▶ WHAT THE TASK ASKS: Leave the pictures out and print, word for word, the lines below from the one with "In this exercise you will mark every instance of the horizon" through the final line.

▶ PROVIDED DATA:
··········

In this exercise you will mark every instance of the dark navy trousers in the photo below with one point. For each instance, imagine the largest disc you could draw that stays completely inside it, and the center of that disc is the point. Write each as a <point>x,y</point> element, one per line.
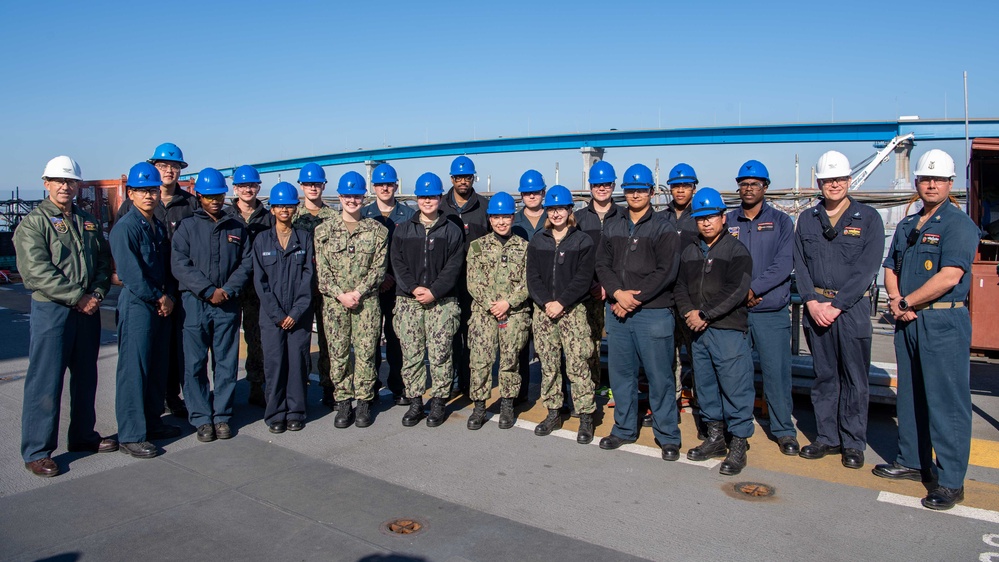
<point>286,368</point>
<point>644,338</point>
<point>934,393</point>
<point>215,328</point>
<point>723,375</point>
<point>60,338</point>
<point>770,333</point>
<point>841,358</point>
<point>143,360</point>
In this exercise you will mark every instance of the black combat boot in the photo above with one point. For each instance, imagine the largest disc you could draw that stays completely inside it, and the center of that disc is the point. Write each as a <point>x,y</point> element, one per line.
<point>713,445</point>
<point>585,433</point>
<point>436,416</point>
<point>415,412</point>
<point>736,459</point>
<point>344,414</point>
<point>550,424</point>
<point>507,418</point>
<point>362,414</point>
<point>478,416</point>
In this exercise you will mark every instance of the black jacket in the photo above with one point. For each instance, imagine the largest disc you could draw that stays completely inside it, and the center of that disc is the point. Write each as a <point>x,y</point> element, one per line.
<point>433,259</point>
<point>181,206</point>
<point>209,255</point>
<point>561,273</point>
<point>644,257</point>
<point>716,281</point>
<point>471,219</point>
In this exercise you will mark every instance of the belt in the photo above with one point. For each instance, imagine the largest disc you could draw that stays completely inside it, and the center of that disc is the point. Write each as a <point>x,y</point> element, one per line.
<point>938,305</point>
<point>831,294</point>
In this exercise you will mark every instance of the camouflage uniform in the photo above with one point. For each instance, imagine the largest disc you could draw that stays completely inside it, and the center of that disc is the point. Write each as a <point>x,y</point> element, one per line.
<point>569,335</point>
<point>307,221</point>
<point>351,261</point>
<point>496,271</point>
<point>431,328</point>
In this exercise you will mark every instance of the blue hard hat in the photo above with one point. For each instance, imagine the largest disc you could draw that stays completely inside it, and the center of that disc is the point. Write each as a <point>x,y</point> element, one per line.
<point>637,176</point>
<point>168,152</point>
<point>143,176</point>
<point>245,174</point>
<point>682,173</point>
<point>384,173</point>
<point>558,196</point>
<point>462,166</point>
<point>753,169</point>
<point>501,204</point>
<point>312,173</point>
<point>428,185</point>
<point>210,182</point>
<point>531,182</point>
<point>602,172</point>
<point>283,193</point>
<point>351,183</point>
<point>707,201</point>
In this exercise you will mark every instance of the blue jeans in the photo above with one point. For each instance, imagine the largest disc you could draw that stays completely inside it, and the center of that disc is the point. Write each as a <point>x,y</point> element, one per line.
<point>644,337</point>
<point>771,337</point>
<point>723,374</point>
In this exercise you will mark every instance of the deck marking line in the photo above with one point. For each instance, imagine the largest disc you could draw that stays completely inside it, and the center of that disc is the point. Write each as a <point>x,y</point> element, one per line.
<point>959,510</point>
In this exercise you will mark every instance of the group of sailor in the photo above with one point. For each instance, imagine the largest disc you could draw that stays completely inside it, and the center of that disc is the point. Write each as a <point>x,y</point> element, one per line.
<point>468,281</point>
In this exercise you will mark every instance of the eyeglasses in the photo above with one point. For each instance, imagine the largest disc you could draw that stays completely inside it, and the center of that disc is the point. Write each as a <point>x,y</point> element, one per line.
<point>936,180</point>
<point>839,180</point>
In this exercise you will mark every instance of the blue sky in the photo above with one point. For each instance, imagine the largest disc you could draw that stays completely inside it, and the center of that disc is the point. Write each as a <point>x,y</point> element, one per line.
<point>105,82</point>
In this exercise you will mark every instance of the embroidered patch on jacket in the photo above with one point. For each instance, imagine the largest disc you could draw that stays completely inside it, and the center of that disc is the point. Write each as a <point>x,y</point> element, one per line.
<point>59,225</point>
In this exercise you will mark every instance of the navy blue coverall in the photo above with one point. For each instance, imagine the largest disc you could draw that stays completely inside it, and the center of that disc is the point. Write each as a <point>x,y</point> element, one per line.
<point>210,254</point>
<point>769,237</point>
<point>393,349</point>
<point>934,367</point>
<point>283,281</point>
<point>840,271</point>
<point>141,253</point>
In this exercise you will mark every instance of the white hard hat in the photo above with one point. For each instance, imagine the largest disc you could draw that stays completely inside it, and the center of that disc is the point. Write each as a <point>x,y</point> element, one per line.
<point>832,164</point>
<point>935,163</point>
<point>62,167</point>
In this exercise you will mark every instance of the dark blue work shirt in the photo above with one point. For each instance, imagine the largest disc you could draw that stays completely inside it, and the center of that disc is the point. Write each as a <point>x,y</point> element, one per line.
<point>848,263</point>
<point>522,226</point>
<point>770,240</point>
<point>282,277</point>
<point>209,254</point>
<point>141,251</point>
<point>948,239</point>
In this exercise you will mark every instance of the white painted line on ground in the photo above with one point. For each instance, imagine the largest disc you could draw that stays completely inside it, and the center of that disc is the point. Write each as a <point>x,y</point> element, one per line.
<point>959,510</point>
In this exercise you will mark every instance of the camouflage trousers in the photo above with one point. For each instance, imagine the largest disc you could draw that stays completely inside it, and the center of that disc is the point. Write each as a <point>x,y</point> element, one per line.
<point>595,321</point>
<point>359,329</point>
<point>569,335</point>
<point>485,337</point>
<point>427,329</point>
<point>319,304</point>
<point>251,335</point>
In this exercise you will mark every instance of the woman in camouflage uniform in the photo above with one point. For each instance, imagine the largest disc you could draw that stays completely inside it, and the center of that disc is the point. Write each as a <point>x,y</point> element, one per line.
<point>500,310</point>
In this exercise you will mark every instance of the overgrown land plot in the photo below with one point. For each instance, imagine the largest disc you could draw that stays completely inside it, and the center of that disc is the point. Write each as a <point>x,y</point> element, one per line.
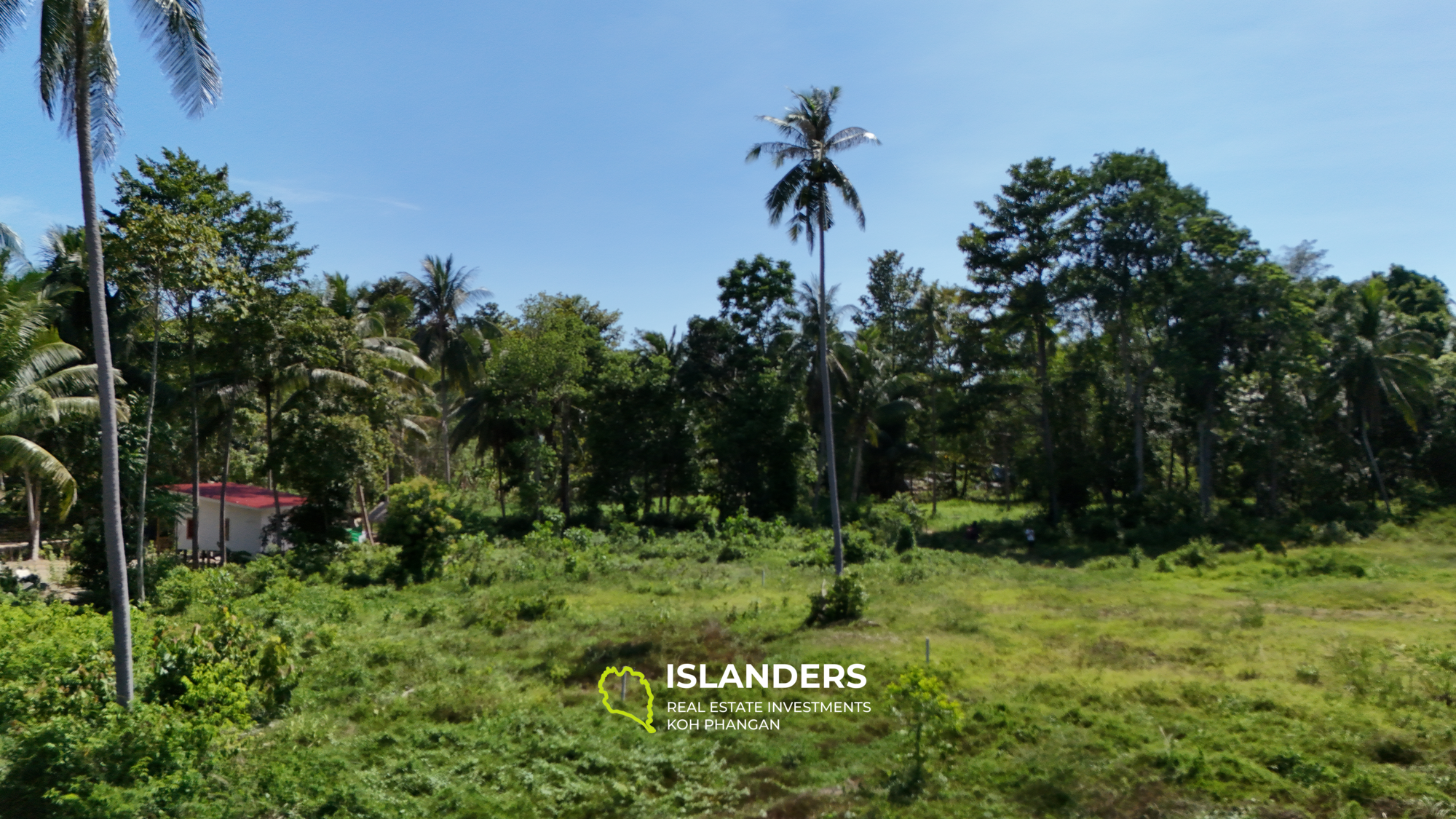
<point>1200,682</point>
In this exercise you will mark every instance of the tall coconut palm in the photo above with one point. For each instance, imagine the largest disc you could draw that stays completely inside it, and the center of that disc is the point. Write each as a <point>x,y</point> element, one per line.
<point>78,74</point>
<point>39,384</point>
<point>11,247</point>
<point>804,194</point>
<point>1380,359</point>
<point>440,293</point>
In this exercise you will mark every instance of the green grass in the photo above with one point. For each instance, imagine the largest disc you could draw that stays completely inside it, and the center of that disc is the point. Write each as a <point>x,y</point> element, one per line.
<point>1269,685</point>
<point>957,515</point>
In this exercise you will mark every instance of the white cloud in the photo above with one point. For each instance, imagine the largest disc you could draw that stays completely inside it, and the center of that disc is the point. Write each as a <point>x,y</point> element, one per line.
<point>292,194</point>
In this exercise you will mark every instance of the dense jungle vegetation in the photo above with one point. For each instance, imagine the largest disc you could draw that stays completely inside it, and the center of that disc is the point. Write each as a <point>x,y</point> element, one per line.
<point>1269,682</point>
<point>1120,355</point>
<point>1233,465</point>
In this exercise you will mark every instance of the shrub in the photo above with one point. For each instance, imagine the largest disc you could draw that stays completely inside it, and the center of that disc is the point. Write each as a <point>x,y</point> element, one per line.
<point>422,525</point>
<point>1200,553</point>
<point>1327,561</point>
<point>931,716</point>
<point>366,564</point>
<point>905,539</point>
<point>842,602</point>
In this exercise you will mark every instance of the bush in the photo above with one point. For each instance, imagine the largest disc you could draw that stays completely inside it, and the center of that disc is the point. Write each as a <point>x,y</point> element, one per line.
<point>1200,553</point>
<point>905,539</point>
<point>842,602</point>
<point>422,525</point>
<point>366,564</point>
<point>1336,563</point>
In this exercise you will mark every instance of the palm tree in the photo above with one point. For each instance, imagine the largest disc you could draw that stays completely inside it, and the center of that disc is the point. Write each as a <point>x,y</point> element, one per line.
<point>39,381</point>
<point>11,247</point>
<point>440,295</point>
<point>1380,359</point>
<point>870,387</point>
<point>78,74</point>
<point>804,193</point>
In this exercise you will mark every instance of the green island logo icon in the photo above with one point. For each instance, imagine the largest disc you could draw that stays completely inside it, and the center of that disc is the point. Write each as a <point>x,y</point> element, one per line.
<point>606,697</point>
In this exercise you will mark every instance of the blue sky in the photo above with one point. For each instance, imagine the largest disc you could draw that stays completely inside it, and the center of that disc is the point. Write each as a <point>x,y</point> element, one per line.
<point>598,148</point>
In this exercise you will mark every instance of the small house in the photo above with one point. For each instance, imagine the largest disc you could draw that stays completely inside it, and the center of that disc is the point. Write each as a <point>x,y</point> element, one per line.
<point>248,513</point>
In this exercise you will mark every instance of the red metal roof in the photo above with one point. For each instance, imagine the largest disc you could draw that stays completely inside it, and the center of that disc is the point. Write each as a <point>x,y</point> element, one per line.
<point>242,494</point>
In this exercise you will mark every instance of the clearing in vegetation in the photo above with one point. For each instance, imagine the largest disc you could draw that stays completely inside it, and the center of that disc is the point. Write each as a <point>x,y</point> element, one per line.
<point>1199,682</point>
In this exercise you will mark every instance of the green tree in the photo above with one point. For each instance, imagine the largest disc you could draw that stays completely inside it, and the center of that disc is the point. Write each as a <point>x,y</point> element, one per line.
<point>1020,260</point>
<point>79,84</point>
<point>871,391</point>
<point>1377,359</point>
<point>889,304</point>
<point>440,293</point>
<point>804,191</point>
<point>40,378</point>
<point>422,525</point>
<point>743,378</point>
<point>1131,235</point>
<point>152,251</point>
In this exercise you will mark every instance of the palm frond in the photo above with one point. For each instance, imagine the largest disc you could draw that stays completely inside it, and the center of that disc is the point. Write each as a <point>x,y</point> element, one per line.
<point>63,27</point>
<point>9,240</point>
<point>24,455</point>
<point>12,17</point>
<point>180,40</point>
<point>850,138</point>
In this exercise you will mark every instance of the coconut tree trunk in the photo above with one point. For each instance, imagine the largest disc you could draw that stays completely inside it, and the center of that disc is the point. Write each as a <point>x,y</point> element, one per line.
<point>445,424</point>
<point>369,529</point>
<point>829,414</point>
<point>1206,458</point>
<point>33,513</point>
<point>860,468</point>
<point>273,484</point>
<point>1048,443</point>
<point>1375,465</point>
<point>146,448</point>
<point>564,448</point>
<point>1139,435</point>
<point>222,497</point>
<point>106,384</point>
<point>197,438</point>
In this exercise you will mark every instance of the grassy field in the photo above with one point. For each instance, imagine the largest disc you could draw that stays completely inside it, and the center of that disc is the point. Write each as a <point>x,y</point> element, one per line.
<point>1315,682</point>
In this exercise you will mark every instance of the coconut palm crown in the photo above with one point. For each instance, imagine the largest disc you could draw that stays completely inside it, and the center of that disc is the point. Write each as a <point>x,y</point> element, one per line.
<point>804,193</point>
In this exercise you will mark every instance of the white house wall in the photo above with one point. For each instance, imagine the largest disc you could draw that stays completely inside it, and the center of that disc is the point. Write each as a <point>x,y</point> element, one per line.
<point>247,528</point>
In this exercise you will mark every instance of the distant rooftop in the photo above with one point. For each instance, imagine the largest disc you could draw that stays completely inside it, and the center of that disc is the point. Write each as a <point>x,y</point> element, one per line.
<point>242,494</point>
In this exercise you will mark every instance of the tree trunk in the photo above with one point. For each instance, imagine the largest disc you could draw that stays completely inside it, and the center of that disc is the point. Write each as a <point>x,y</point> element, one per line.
<point>935,464</point>
<point>829,416</point>
<point>273,484</point>
<point>1375,465</point>
<point>564,448</point>
<point>369,529</point>
<point>500,477</point>
<point>33,513</point>
<point>860,468</point>
<point>197,436</point>
<point>445,426</point>
<point>146,448</point>
<point>222,497</point>
<point>1139,435</point>
<point>1206,458</point>
<point>106,382</point>
<point>1048,443</point>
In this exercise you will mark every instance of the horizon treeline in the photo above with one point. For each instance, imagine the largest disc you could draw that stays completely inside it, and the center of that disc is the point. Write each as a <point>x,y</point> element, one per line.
<point>1116,350</point>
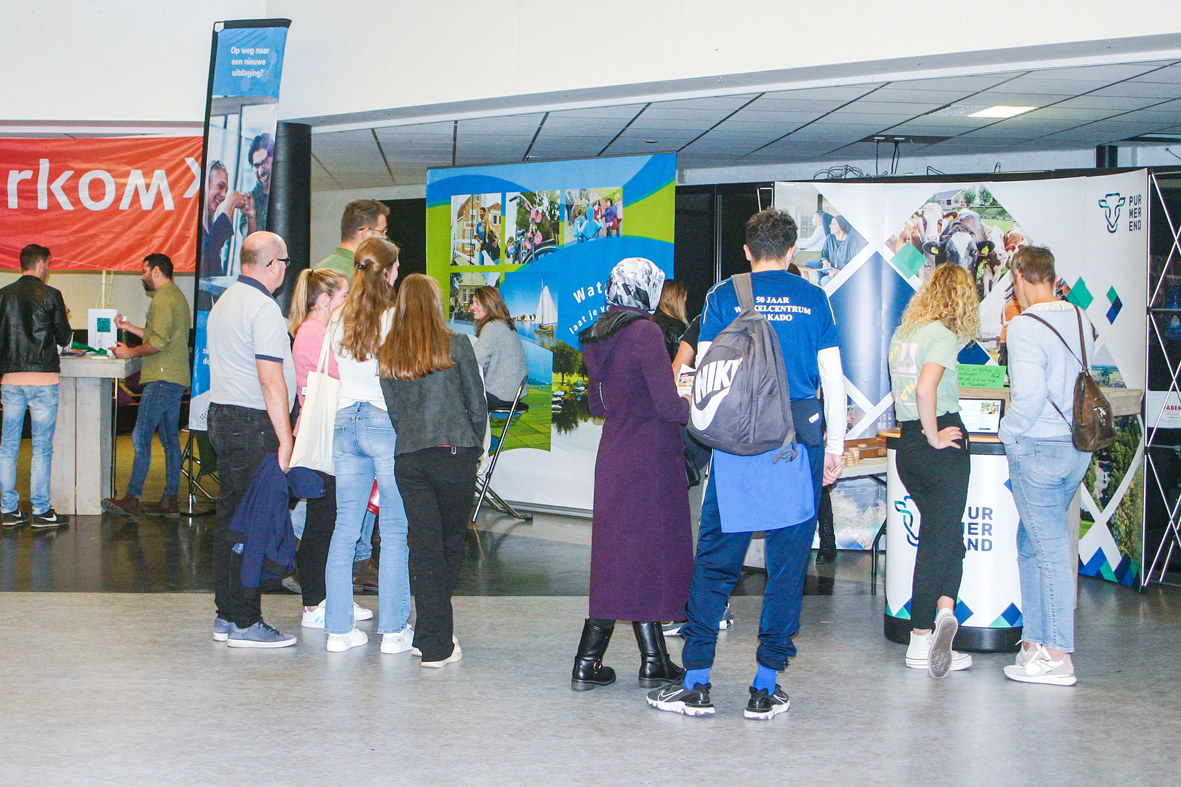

··········

▶ OUTPUT OF THE EXERCISE:
In this exercise you will mark every instance of the horizon treeline in the photo above with one point. For each instance, imagine the largest disc you could draw that stays completely inside it, and the center of that disc is the point. Write each as a <point>x,y</point> element, one per line.
<point>1116,350</point>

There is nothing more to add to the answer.